Set task
Copy out the records in full, word for word, without pictures.

(Collected data)
────────────────
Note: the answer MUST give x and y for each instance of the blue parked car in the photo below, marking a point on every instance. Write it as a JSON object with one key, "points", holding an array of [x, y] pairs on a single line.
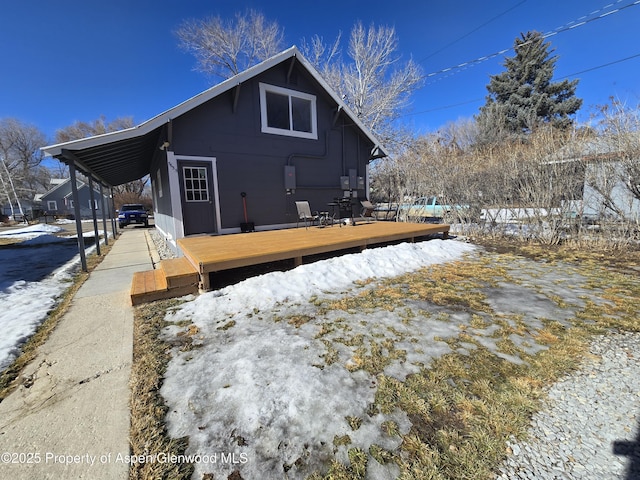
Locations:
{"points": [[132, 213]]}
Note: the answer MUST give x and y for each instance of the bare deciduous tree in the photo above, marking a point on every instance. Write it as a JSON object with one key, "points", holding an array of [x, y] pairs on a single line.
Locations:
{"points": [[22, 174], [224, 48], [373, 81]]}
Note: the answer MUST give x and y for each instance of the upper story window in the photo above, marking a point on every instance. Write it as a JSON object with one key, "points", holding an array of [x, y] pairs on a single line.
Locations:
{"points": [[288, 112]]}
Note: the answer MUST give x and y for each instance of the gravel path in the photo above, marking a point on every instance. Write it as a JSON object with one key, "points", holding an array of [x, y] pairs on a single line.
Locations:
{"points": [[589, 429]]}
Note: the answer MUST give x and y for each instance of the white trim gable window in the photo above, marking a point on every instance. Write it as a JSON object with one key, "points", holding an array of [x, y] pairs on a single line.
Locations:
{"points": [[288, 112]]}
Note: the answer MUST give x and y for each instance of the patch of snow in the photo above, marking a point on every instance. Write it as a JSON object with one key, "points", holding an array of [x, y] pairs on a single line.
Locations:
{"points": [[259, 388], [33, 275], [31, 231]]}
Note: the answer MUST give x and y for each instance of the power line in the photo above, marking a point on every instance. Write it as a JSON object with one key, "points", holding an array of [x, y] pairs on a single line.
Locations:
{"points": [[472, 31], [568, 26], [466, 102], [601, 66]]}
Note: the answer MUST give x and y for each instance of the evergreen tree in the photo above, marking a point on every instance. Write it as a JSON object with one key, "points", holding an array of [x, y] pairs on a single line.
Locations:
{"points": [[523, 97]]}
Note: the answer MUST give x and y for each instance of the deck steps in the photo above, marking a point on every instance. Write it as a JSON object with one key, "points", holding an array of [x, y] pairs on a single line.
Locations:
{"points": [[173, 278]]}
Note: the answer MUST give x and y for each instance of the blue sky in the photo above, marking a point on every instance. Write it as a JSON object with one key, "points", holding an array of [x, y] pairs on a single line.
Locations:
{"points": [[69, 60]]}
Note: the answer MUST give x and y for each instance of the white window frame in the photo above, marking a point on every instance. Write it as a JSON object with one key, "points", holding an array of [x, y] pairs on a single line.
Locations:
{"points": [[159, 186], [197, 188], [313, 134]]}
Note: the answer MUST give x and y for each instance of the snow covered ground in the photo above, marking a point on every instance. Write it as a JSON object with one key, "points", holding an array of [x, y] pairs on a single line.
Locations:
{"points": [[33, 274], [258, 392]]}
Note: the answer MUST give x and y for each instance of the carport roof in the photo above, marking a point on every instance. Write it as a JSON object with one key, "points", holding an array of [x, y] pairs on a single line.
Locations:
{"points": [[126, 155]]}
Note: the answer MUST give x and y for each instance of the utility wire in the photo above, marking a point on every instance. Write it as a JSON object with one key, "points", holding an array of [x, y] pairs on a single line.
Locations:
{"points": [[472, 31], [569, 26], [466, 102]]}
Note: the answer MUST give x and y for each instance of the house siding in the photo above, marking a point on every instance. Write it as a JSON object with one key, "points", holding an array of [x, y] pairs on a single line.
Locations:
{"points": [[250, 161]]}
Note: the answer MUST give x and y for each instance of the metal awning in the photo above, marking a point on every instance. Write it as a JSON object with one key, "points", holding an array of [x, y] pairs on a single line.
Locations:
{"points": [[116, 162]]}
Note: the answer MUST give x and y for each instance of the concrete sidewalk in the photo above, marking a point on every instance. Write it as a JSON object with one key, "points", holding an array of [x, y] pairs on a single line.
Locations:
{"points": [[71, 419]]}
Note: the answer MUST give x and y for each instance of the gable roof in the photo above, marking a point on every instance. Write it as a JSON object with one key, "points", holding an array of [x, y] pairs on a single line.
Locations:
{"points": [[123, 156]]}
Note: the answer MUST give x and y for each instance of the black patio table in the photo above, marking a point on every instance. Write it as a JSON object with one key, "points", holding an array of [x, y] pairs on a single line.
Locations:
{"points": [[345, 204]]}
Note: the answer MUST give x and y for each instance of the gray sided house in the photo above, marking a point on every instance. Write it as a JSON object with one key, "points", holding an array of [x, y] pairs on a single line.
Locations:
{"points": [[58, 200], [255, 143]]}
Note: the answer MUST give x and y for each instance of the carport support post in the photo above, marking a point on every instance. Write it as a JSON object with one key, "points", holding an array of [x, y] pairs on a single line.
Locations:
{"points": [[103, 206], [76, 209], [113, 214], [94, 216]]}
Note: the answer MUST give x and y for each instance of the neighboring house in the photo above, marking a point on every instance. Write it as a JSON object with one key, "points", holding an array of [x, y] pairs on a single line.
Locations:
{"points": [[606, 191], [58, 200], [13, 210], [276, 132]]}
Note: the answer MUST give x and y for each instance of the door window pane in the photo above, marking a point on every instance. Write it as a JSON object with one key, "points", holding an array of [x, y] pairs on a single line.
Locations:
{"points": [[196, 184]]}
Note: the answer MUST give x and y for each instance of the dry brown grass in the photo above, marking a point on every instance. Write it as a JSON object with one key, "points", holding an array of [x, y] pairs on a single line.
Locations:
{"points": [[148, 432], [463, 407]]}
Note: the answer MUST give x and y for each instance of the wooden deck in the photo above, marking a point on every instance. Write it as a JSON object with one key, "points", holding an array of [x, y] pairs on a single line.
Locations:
────────────────
The result
Note: the answer MUST give x and y for each instance of the blue parked car in the photo below, marking a point on every instance. Write it as a JSON object with one key, "points", holding an array of [x, y] pairs on a single line.
Locations:
{"points": [[132, 213]]}
Note: the answer MUST give x and y for each instance of the bare deciduous tree in the photo above, marking a point on every instance. Write it as a JSON object with one key, "points", holding an array of [x, y] pairs on a single line.
Locations:
{"points": [[22, 174], [224, 48], [373, 81]]}
Note: the answer MUST give x and y for each instance of the upper story window in the photo above, marking a point on every instance. Write it as a JSON object with one key, "points", holding an array of [x, y] pairs on a single line.
Locations:
{"points": [[288, 112]]}
Note: the answer MUST give x and y for each instance of the gravel path in the photo above, marking a point on every instance. Write it as a JSON object with one key, "points", holding an array of [x, y] pairs on a single line.
Locations:
{"points": [[589, 429]]}
Note: the answer MUST give x and y for each instance of the white trim gable window in the photo above, marking a point on every instance. Write it as a JSON object with one key, "points", holding an array of [x, y] pairs on a single line.
Locations:
{"points": [[288, 112]]}
Note: the answer MUST give x and y for each instance of the patch of snow in the photo above, marking a point on every instance. Write it as a JSON object with one key, "points", holding an array of [x, y] pairs on a single line.
Locations:
{"points": [[259, 388], [33, 275], [31, 231]]}
Note: the answer MUST give x and y for each instance of the power line in the photo above, marking a point on every instance. Write it as a JSON object with one key, "points", holding an array of [x, y] pairs on a single line.
Locations:
{"points": [[472, 31], [568, 26], [466, 102], [601, 66]]}
Note: the answer MUST give x and y for each instance of the evergreen tree in the photo above, marking a point on every instance. Write it as a JSON object with one key, "points", holding an array of [x, y] pairs on a single line.
Locations:
{"points": [[523, 97]]}
Note: the answer MUST give x and y for each instance of the deck steps in the photo above, marking a point on every instance. Write it as a JSON object with one key, "points", holding an array of [x, y] pairs on a single line.
Locations:
{"points": [[173, 278]]}
Note: the answer MUST give x and y for each instance of the blue sky in the photo above, marking a point on every instance. Write it as a JSON object with one key, "points", holding an array of [x, y] pairs on a single line.
Locations:
{"points": [[69, 60]]}
Note: the answer MUST give x and y for each instance of the white window frame in the photo above, marking a point on every instance. Write it as a JSON object with one key, "points", holding an array of [x, y] pairs on a single line.
Locations:
{"points": [[159, 186], [197, 188], [313, 134]]}
Note: the answer MUST give x and y for each instance of the snow covered ground in the photo above, marking a point on every instance. Write it as a JSON object with one key, "points", holding an array of [x, y] pairs on a single line.
Locations:
{"points": [[33, 274], [258, 392]]}
Note: the answer MUST give x and y for each instance of the carport roof in the photo above, marking a point on every instance. Write it as a JSON object with one key, "points", holding an array of [x, y] pairs on a single line.
Locations:
{"points": [[126, 155]]}
Note: the answer MUST give x and y for each instance of the utility wire in the photo above, marking a point on every instance. Write it as a JSON object with one key, "points", holding an array of [x, y] pairs on a single line.
Locations:
{"points": [[472, 31], [569, 26], [466, 102]]}
Note: the answer MUST give x and y for each instance of the house siding in the photo above, marking a point on every instance. Write it as a JSON object with one key, "points", holding an array of [x, y] pairs on a single line.
Locations:
{"points": [[250, 161]]}
Note: the answer MUST give x and y for each instance of the metal awning in the photo above, marking a point on every instance. Write it as a JSON object with one key, "points", holding an array of [x, y] pairs on a single line.
Locations:
{"points": [[116, 162]]}
Note: the answer MUST give x and y for each instance of the concrete sidewalk in the photo above, marking a point on every instance. Write it as a JSON object with one key, "points", holding an array of [x, y] pairs on a single line.
Locations:
{"points": [[71, 419]]}
Note: the answer MUST give x and y for each instance of the gable roof in the photo above, marking a point on every instance. Write it as a JSON object with one key, "points", holding an array of [x, y] pairs on a single line.
Locations:
{"points": [[123, 156]]}
Note: the answer MUST give x and y for each instance of the black patio table in the photo above, marking a point on every instance. Write it as a JSON object with one key, "points", holding an array of [x, y] pairs on a single line.
Locations:
{"points": [[345, 204]]}
Note: the answer MUST give x and y for each instance of the gray sided house in the photo above, marking a point on every instance. Write it as a JSON object with one key, "points", holding an array of [x, y] pairs on a single line.
Locations:
{"points": [[58, 200], [255, 143]]}
Note: the answer MUST give x and y for each instance of the carport support post in the photo above, marking a point on every instance. Write it as a JSON object with one key, "points", holding an array of [x, y] pairs on a single line.
Locations:
{"points": [[103, 206], [76, 209], [113, 214], [94, 216]]}
Note: the answer MUST give x and y for each instance of the neighboring house in the photo above, marking a point on every instance. Write it as a JSON object with one key, "points", holding an array of [x, y] pairs on a single line.
Locations:
{"points": [[606, 191], [58, 200], [13, 210], [276, 132]]}
Note: the answer MUST give x and y for each instance of the door window pane in the photo above, marking a point on every instance. Write it as a JSON object with one key, "points", holding an array of [x, y] pairs on a single line.
Locations:
{"points": [[196, 184]]}
Note: the answer MUST give x and y for each instance of the dry brown grass in the photo above, marking a point on every instance. Write it as a JSON object with one key, "points", holding an array of [x, y] pairs on a single line.
Locations:
{"points": [[148, 432], [463, 407]]}
Note: the answer MUST give x and y for each instance of the wooden deck in the photo above, marking a point on every instance. Write it as a JSON object with one key, "points", holding an array of [x, y] pairs on a single line.
Locations:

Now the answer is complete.